- Exercise tasks
1. Shorten the one-sentence paragraph that begins "Reviewing the prediction" in the vehicle prediction walkthrough, keeping its main fact.
2. Update the stretch of the vehicle prediction walkthrough from "result['action']" through "features = infer_feature_attributes(df)", changing "Auto detect" to "Automatically detect".

- Text extract

Step 9 - Review Prediction#
Reviewing the prediction shows HighwayMPG of 29.
result['action']
HighwayMPG
29
Combined Code#
import pandas as pd
import matplotlib.pyplot as plt
from howso.engine import Trainee
from howso.utilities import infer_feature_attributes
df = pd.read_csv("./data/vehicle_predict.csv")
df = df.drop(['Make', 'Model'], axis=1)
# Auto detect features
features = infer_feature_attributes(df)
# For Regression, we will set `HighwayMPG` feature type to continuous
features['HighwayMPG']['type'] = 'continuous'
# For Classification, we will set `FuelType` feature type to nominal
features['FuelType']['type'] = 'nominal'
# We will also set these context features to continuous
features['CityMPG']['type'] = 'continuous'
features['Year']['type'] = 'continuous'
features['PassengerVolume']['type'] = 'continuous'
features['LuggageVolume']['type'] = 'continuous'
# Create a new Trainee, specify features
trainee = Trainee(features=features)
# Train trainee
trainee.train(df)
action_features = ['HighwayMPG']
# Code for `FuelType` prediction
# action_features = ['FuelType']
context_features = features.get_names(without=action_features)
trainee.analyze(context_features=context_features, action_features=action_features)
# Recommended metrics
stats = trainee.react_aggregate(
action_feature=action_features[0],
details={
'prediction_stats': True,
'selected_prediction_stats': ['rmse', 'spearman_coeff', 'r2', 'mae']
}
)
stats
data = {
'Year': [2022],
'DriveType': ['All-Wheel Drive'],
'FuelType' : ['Premium'],
'VehicleClass': ['Midsize Cars'],
'CityMPG': [21],
'PassengerVolume': [95],
'LuggageVolume': [23]
}
test_case = pd.DataFrame(data)
result = trainee.react(
test_case,
action_features=action_features,
context_features=context_features
)

- Listing
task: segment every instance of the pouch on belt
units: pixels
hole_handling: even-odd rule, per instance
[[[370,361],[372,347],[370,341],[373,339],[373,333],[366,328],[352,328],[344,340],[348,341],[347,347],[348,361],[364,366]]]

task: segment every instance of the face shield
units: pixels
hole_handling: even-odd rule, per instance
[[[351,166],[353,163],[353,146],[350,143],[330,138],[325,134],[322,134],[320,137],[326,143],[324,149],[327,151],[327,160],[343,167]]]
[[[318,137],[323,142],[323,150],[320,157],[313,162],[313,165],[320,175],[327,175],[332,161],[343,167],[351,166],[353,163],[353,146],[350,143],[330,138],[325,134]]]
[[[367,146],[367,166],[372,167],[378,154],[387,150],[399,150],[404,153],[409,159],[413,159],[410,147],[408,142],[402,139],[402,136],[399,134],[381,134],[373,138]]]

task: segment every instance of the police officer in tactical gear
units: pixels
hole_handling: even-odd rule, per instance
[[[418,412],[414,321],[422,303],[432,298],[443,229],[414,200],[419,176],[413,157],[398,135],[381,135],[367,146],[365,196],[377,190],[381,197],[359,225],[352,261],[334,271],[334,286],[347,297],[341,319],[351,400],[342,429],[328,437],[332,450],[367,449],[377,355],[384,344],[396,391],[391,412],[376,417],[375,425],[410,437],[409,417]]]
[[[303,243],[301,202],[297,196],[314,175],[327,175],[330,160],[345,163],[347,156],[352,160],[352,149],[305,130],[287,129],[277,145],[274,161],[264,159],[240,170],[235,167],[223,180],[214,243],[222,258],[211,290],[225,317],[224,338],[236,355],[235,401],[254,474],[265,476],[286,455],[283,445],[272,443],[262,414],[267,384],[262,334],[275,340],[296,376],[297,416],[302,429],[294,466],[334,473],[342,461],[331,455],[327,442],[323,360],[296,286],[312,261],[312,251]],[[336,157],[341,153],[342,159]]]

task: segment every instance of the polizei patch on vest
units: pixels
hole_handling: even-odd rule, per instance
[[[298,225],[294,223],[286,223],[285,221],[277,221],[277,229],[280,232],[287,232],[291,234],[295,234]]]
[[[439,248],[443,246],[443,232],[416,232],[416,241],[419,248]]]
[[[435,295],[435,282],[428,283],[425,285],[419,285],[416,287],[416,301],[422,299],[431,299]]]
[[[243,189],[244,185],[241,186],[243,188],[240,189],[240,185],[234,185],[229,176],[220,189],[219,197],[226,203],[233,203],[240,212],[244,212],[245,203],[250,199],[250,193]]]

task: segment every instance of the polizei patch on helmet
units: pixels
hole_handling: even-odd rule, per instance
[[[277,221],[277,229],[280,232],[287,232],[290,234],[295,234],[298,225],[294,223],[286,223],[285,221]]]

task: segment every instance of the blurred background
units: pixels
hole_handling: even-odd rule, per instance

- The solutions
1. The prediction gives a HighwayMPG of 29.

2.
result['action']
HighwayMPG
29
Combined Code#
import pandas as pd
import matplotlib.pyplot as plt
from howso.engine import Trainee
from howso.utilities import infer_feature_attributes
df = pd.read_csv("./data/vehicle_predict.csv")
df = df.drop(['Make', 'Model'], axis=1)
# Automatically detect features
features = infer_feature_attributes(df)